Dati salvati del dataset:
....................

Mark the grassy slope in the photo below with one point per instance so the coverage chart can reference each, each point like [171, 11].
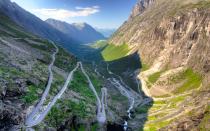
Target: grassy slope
[36, 78]
[113, 52]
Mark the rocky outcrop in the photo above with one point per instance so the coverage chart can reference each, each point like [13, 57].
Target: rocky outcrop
[140, 7]
[171, 36]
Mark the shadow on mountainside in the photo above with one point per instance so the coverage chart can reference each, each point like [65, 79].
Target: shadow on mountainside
[128, 68]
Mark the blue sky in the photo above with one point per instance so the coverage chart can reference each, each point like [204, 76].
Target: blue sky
[98, 13]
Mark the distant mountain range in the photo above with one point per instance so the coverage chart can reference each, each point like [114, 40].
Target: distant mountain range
[106, 32]
[32, 23]
[71, 36]
[82, 32]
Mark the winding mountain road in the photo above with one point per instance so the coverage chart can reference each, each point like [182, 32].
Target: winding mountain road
[30, 117]
[40, 116]
[39, 112]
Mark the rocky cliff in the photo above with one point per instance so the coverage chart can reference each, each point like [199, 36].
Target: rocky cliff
[172, 38]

....................

__Istruzione__. Trasforma in un CSV a due colonne, chiamate input e output, tutti i dati dalla riga che contiene "Mark the rocky cliff" fino alla fine, riga compresa. Metti una riga per ogni testo con la sua risposta, ciascuno in un solo campo tra virgolette e con gli a capo sostituiti da spazi.

__Risposta__.
input,output
"Mark the rocky cliff in the photo above with one point per instance so the coverage chart can reference each, each point like [199, 36]. Target: rocky cliff","[172, 38]"